[Dataset entries]
>> start

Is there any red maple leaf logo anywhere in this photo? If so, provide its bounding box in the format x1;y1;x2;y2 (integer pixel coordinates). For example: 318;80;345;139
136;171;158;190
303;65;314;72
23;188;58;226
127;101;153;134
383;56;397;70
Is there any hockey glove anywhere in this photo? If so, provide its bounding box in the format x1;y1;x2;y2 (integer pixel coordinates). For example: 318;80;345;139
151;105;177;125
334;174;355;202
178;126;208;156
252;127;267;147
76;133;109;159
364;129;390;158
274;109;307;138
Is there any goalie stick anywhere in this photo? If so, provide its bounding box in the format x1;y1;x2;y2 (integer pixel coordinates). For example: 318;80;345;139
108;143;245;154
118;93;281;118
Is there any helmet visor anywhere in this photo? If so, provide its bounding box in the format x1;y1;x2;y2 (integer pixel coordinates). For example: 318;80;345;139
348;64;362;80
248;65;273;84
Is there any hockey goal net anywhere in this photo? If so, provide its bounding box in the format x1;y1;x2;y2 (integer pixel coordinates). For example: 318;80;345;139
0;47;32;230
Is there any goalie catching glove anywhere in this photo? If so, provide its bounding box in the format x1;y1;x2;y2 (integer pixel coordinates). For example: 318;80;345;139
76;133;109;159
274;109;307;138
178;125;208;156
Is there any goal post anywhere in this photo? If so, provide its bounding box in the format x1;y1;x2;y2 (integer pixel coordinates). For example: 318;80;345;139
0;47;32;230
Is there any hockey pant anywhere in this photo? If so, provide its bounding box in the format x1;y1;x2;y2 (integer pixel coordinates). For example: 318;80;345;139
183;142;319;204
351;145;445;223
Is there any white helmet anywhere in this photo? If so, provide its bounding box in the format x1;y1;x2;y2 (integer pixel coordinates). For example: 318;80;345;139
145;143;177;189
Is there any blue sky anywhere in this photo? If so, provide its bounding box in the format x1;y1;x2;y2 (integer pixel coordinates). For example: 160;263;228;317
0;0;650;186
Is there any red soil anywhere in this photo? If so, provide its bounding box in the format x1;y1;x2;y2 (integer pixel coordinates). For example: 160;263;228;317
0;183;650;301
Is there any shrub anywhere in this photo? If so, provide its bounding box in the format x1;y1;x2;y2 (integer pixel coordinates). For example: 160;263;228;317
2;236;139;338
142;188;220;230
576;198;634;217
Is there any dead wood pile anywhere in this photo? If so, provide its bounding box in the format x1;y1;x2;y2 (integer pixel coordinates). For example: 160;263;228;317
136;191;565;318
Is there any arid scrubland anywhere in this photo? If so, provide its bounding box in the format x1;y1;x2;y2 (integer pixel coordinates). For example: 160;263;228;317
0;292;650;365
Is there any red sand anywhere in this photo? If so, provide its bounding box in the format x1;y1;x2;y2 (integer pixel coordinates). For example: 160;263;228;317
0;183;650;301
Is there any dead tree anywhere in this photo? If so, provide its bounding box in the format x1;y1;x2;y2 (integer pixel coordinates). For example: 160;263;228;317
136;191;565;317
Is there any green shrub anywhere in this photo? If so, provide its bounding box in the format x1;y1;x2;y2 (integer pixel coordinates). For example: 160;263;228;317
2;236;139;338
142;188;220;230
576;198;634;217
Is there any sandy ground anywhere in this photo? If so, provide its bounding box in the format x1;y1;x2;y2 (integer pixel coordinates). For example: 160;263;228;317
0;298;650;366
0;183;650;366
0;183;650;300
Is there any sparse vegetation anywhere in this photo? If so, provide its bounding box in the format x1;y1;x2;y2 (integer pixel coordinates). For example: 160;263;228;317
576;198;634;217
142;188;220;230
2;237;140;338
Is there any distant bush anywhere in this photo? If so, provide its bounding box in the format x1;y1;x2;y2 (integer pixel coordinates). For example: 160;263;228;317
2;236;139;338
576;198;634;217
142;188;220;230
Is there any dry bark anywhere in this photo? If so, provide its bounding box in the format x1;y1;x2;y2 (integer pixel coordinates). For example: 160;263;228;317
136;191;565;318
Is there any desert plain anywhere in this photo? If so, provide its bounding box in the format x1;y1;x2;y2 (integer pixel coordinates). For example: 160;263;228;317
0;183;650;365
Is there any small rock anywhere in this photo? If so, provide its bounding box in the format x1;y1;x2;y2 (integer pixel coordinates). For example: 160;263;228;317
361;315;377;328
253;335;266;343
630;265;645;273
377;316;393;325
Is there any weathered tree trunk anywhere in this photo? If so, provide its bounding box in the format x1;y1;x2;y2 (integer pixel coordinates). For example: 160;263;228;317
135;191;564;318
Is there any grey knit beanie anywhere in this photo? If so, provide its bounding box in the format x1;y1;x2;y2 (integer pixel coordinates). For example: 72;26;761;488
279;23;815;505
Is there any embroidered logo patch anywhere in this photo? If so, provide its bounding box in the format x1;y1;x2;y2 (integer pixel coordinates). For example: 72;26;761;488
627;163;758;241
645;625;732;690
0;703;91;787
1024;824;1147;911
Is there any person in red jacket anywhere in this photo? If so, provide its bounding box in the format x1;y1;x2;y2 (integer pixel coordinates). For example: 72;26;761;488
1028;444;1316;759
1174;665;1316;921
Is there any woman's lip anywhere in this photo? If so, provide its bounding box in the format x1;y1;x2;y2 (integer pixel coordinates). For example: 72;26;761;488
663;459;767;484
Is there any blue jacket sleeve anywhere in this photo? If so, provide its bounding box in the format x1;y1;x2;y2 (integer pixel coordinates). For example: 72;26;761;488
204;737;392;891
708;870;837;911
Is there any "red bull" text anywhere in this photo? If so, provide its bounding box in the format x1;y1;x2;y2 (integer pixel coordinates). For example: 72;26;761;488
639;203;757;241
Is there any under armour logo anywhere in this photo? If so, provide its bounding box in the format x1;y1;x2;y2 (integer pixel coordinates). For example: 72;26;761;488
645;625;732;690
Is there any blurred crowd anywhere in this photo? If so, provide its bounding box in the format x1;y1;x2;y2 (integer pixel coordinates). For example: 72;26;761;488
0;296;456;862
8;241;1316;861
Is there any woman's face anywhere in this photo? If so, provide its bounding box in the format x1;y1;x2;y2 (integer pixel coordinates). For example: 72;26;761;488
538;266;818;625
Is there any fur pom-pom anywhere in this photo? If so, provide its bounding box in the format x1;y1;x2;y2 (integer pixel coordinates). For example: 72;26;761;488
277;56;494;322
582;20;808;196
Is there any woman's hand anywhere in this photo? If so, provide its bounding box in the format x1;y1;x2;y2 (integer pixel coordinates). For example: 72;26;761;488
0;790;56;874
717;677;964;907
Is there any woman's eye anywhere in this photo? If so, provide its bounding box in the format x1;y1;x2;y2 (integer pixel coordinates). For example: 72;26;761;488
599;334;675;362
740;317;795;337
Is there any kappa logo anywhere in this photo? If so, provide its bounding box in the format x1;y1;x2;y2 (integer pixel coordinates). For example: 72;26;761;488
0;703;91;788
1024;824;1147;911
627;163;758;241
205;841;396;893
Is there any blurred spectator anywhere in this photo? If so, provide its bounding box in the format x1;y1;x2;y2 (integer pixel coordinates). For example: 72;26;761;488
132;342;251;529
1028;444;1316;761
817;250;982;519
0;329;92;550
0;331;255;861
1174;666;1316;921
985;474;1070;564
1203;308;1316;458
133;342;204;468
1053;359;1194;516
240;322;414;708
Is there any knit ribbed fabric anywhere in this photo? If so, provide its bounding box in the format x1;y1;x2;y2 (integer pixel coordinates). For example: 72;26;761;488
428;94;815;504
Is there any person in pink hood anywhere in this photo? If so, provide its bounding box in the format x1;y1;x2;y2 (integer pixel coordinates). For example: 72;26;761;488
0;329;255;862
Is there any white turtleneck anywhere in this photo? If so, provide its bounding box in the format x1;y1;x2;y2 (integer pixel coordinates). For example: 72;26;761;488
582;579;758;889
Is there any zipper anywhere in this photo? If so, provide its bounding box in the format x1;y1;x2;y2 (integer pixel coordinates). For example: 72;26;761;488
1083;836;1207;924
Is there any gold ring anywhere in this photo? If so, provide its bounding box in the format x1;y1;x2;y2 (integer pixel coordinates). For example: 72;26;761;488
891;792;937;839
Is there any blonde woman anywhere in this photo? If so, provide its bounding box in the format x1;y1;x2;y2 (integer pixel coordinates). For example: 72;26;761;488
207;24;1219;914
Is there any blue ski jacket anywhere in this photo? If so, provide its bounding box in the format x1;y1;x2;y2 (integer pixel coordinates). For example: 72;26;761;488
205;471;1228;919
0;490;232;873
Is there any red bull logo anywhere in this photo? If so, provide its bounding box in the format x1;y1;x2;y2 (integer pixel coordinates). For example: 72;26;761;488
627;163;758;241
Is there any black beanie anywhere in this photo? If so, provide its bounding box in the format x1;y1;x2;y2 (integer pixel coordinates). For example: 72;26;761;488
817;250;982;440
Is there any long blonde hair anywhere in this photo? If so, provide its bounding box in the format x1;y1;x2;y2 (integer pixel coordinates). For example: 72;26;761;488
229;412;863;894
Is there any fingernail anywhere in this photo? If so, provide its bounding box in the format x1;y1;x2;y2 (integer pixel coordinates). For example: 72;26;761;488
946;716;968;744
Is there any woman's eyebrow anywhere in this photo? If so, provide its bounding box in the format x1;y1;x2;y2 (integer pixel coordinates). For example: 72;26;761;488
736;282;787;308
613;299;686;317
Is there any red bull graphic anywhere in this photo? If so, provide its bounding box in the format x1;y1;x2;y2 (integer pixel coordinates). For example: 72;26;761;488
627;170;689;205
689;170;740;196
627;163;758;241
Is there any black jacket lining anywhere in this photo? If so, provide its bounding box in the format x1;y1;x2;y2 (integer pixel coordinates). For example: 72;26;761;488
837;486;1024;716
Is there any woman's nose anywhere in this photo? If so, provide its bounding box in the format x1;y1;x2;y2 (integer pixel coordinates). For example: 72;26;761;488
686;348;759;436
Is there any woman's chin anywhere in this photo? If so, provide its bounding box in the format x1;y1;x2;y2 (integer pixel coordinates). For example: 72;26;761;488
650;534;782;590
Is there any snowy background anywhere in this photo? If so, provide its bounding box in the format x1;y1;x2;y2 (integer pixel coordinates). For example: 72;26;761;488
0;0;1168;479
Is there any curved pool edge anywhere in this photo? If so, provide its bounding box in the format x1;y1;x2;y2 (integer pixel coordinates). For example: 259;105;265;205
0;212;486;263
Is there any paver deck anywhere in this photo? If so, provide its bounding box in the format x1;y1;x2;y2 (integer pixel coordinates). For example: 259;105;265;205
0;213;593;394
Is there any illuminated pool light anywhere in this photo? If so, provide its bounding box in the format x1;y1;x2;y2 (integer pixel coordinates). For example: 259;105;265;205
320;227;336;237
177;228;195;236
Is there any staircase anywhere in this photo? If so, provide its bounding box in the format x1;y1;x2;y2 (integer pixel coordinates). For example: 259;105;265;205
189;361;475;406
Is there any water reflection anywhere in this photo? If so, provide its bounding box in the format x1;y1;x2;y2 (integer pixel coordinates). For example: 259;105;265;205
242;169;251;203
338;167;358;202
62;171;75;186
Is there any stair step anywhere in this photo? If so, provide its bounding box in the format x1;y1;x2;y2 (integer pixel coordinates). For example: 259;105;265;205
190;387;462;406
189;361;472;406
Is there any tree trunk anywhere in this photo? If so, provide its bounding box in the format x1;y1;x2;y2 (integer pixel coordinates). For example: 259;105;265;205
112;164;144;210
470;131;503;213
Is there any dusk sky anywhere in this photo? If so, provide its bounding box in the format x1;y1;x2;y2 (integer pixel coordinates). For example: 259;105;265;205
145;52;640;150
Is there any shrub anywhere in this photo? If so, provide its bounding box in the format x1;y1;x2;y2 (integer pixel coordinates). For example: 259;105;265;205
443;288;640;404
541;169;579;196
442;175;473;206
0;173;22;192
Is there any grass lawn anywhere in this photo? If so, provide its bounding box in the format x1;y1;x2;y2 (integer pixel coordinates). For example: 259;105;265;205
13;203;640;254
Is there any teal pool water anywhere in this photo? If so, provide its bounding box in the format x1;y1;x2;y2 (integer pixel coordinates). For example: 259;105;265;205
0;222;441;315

>> end

* _Work to do_: Pull out every line in the listing above that contains the word "blue".

* _Output of the exercise_:
Is there any blue sky anywhere in this photo? If so, provide its bounding box in the format x1;y1;x2;y2 (integer pixel coordinates). For example: 160;263;228;317
Is there any blue jacket sleeve anywhere in this photo? If so, provide its bounding box in the format x1;y1;x2;y2 (integer pixel coordinates). For example: 72;26;761;488
Is there any blue ski jacket anywhere in this photo? If so, provide its bounding box in the format x1;y1;x2;y2 (integer pixel coordinates). For example: 72;26;761;488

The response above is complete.